> **Data extract**
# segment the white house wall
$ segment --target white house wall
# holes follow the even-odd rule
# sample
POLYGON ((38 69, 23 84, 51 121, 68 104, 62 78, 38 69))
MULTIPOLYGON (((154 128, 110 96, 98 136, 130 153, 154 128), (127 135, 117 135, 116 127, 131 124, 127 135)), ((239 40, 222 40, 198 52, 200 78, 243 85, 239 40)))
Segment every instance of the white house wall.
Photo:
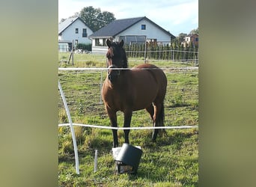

> **Goal**
Rewrite the data above with every occurrence of "white house wall" changed to "white fence" and nothing else altered. Omit the pictures from the output.

> **Task result**
# segment the white fence
$ segment --target white fence
# holes follow the even-odd rule
# sample
POLYGON ((38 69, 23 84, 51 121, 68 104, 62 78, 38 69))
MULTIPOLYGON (((154 128, 110 96, 98 136, 130 153, 154 128), (127 135, 117 135, 116 127, 131 124, 127 135)), ((239 40, 222 40, 198 52, 200 78, 243 85, 239 40)))
Segment every instance of the white fence.
Photo:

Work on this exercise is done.